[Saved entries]
•••••

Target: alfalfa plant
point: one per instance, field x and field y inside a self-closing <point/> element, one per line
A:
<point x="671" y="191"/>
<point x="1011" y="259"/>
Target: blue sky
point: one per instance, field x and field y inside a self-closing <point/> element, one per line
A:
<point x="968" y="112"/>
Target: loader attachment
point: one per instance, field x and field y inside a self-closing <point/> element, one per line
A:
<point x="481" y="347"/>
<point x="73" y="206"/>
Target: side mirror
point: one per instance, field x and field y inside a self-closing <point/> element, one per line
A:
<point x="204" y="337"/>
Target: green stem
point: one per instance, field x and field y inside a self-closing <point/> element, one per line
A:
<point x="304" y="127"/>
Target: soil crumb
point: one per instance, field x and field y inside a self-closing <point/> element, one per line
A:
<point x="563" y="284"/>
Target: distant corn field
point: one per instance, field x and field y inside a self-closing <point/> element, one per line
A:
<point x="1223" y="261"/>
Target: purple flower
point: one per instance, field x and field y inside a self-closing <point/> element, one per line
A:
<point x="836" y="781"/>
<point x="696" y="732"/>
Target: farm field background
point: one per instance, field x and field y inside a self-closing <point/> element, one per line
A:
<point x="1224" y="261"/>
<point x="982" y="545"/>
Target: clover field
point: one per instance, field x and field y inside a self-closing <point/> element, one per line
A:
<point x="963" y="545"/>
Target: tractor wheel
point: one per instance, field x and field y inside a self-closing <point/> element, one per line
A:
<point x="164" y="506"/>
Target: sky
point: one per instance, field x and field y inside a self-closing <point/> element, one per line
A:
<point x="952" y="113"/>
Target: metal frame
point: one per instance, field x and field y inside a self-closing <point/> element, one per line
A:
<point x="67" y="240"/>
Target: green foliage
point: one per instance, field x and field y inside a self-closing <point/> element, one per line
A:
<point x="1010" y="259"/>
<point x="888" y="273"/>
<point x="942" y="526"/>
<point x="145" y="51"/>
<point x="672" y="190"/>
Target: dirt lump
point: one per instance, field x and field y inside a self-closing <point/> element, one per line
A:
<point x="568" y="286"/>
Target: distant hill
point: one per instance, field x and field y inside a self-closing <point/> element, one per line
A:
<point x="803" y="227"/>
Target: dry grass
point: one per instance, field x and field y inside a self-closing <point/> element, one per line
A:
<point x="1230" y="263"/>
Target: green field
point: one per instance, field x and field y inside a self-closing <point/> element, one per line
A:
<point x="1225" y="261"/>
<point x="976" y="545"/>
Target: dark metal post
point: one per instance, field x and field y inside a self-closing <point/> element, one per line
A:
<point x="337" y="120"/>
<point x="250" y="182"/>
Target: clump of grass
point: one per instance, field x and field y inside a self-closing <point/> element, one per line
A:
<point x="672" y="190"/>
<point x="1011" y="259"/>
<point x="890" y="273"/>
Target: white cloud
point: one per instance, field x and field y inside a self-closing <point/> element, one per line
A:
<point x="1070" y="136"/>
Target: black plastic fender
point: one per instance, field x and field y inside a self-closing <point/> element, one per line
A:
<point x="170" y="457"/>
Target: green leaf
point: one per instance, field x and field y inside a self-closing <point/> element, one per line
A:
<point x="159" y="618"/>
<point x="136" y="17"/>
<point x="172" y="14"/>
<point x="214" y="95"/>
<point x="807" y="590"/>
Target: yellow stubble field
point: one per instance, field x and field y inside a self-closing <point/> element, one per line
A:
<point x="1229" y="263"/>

•••••

• [Stated task]
Rewrite all the rows above, putting "one for each instance" wherever "one per instance" appears and keeping everything else the same.

• [Worked answer]
Target: alfalfa plant
point: one for each instance, field x and field y inside a self-closing <point/> element, one per line
A:
<point x="671" y="191"/>
<point x="1011" y="259"/>
Target: blue sky
point: one for each instance, field x and field y inside a self-closing <point/> element, one per line
A:
<point x="968" y="112"/>
Target: loader attachment
point: one for each instance, field x and field y inside a self-closing <point/> element, one per line
A:
<point x="481" y="347"/>
<point x="73" y="206"/>
Target: side mirror
point: one for each instance, field x and field y inside a self-closing <point/> element, one per line
A:
<point x="204" y="337"/>
Target: green stem
point: one for each instance, field x and field y inside a self-closing <point/> element, one per line
A:
<point x="304" y="127"/>
Target: soil crumb
point: one for each instance, field x and field y inside a self-closing <point/> element, one per line
A:
<point x="563" y="284"/>
Target: distant corn field
point: one for each instance, field x and field y inside a self-closing <point/> element, one per line
A:
<point x="1223" y="261"/>
Target: purple flower
point: one for each instance, field x and field y inside a self-closing <point/> element, one per line
A:
<point x="836" y="781"/>
<point x="696" y="732"/>
Target: farm field background
point: one for each instance, field x and field y inside a self-closing <point/> element, one per line
A:
<point x="1224" y="261"/>
<point x="982" y="545"/>
Target: clover field
point: one for each instance, field x and field y inside a self-closing <point/> element, one per line
A:
<point x="963" y="545"/>
Target: tractor wheel
point: one for each instance, field x and field y inside a self-closing <point/> element, one per line
A:
<point x="164" y="506"/>
Target: sky
point: one for each instance, field x and field y inside a self-closing <point/> element, one per line
A:
<point x="952" y="113"/>
Target: metal frame
point: one for each instance, field x and field y inside a self-closing <point/> element, one per line
A:
<point x="67" y="240"/>
Target: green foliage
point: one for each instance, field x and field y inside a self-closing <point/> element, one per line
A:
<point x="1010" y="259"/>
<point x="888" y="273"/>
<point x="942" y="526"/>
<point x="145" y="51"/>
<point x="672" y="190"/>
Target: dirt lump
point: one for each instance, field x and field y inside a self-closing <point/> element, one per line
A:
<point x="568" y="286"/>
Target: distant hill
point: one for each instance, field x and field y inside a self-closing <point/> element, one per line
A:
<point x="803" y="227"/>
Target: dry grass
point: one for each instance, field x and field y inside a self-closing <point/> element, one per line
A:
<point x="1230" y="263"/>
Target: green field
point: one for each instance, field x and field y inside a self-closing <point/> element, one per line
A:
<point x="1225" y="261"/>
<point x="976" y="545"/>
Target: dark metal post
point: one for each instance, field x and field y inside a self-closing <point/> element, one per line
A:
<point x="337" y="120"/>
<point x="250" y="182"/>
Target: clump of grass
point: one for each instance, field x and field y inside a self-closing <point/> element, one per line
A:
<point x="672" y="190"/>
<point x="1011" y="259"/>
<point x="890" y="273"/>
Target: white cloud
point: one for each instance, field x and field y inside a self-closing <point/> element, one per line
A:
<point x="1070" y="136"/>
Target: black plastic fender
point: one for each instance, field x and field y inside a self-closing <point/> element, one per line
A:
<point x="170" y="457"/>
Target: green leaf
point: one for each instance, field x and field y inside a self-closing <point/> element, one per line
A:
<point x="159" y="618"/>
<point x="136" y="17"/>
<point x="172" y="14"/>
<point x="214" y="95"/>
<point x="807" y="590"/>
Target: yellow stubble field
point: one for each instance, field x and field y inside a self-closing <point/> element, one per line
A:
<point x="1229" y="263"/>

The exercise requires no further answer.